**TEXT EXCERPT:**
——————
Q&A: Akka 101
What makes Akka so valuable for building today’s distributed applications?
What makes Akka so valuable for building today’s distributed applications? How is it different from other middleware technologies, and where is it headed? To understand the basics of his middleware toolkit and runtime solution, we spoke with Jonas Bonér, the co-founder of Typesafe and creator of Akka. Jonas has also been an active contributor to open source projects including the AspectWerkz Aspect-Oriented Programming (AOP) framework and the Eclipse AspectJ project.
Enterprise Strategies: What is Akka and what problems does it aim to solve?
Jonas Bonér: Akka is an event-driven middleware toolkit and runtime for building high-performance, scalable, and fault-tolerant distributed applications. It is implemented in Scala but has APIs for both Java and Scala. Akka decouples business logic from low-level mechanisms such as threads, locks, and non-blocking IO and makes it easier to write applications that scale both up and out.
How is Akka different from some of the other middleware technologies currently available?
——————
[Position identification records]

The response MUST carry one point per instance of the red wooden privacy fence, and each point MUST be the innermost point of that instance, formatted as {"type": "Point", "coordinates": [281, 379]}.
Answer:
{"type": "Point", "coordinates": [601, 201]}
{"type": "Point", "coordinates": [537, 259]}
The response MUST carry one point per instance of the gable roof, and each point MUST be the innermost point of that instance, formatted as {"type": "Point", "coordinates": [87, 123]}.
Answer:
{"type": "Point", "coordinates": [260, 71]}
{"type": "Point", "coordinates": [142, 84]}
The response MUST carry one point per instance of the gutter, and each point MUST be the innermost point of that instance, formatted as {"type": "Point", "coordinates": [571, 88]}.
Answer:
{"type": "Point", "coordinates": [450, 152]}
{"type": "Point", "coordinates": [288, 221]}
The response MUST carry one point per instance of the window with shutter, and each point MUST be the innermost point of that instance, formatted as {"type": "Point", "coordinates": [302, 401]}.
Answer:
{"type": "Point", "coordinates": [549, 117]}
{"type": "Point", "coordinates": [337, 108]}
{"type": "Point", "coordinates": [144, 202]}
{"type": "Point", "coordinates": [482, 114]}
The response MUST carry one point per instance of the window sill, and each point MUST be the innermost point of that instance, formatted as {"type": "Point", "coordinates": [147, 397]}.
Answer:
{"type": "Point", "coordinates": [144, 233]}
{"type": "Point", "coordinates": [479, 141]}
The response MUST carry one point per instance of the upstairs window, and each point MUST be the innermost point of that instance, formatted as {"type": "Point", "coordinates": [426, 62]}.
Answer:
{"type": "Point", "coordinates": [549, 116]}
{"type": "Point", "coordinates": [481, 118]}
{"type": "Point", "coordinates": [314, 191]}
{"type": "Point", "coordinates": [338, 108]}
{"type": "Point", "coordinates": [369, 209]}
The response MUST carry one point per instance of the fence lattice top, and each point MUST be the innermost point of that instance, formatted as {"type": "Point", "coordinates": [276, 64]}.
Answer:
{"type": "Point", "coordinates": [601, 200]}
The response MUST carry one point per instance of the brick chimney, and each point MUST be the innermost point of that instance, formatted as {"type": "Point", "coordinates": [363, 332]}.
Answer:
——————
**COMPLETE THE FOLLOWING:**
**1)** According to the Akka Q&A, which language is Akka implemented in?
**2)** Name the low-level mechanisms that, according to the Akka Q&A, Akka decouples business logic from.
**3)** Continue the Akka Q&A from where it stops.
The records play no part here.

**ANSWERS BELOW:**
**1)** Scala.

**2)** Threads, locks, and non-blocking IO.

**3)**
In my opinion, most middleware products available today have two major problems. First they try to shield the programmer from the network by providing different levels of "transparent" distributed computing, using RPC, distributed objects, etc. Second, they try to emulate consistency and atomicity on top of the network using 2PC, XA, Paxos etc. These two problems make systems very hard to scale and reduce resilience to failure.
Akka takes a very different approach by embracing distributed computing at its core and making the essence of distributed computing -- asynchronous message passing and eventual consistency -- first-class constructs using Actors. This explicit, programming model makes it easier to understand what is going on and easier to reason about things because you get a system that is not trying to pretend to be something it is not. This also allows you to create very dynamic, elastic, loosely-coupled, event-driven systems with resilience to failure built in.
How does it help programmers of high-performance computing systems?
Akka provides a rich toolkit for addressing concurrency, scalability, and high-availability concerns. Akka's Actors are extremely lightweight (you can easily create millions of Actors in a single application), reactive, and event-driven processes with a dedicated mailbox (message queue). They communicate using asynchronous message passing and are managed by a scheduler that runs the Actors on shared thread pool.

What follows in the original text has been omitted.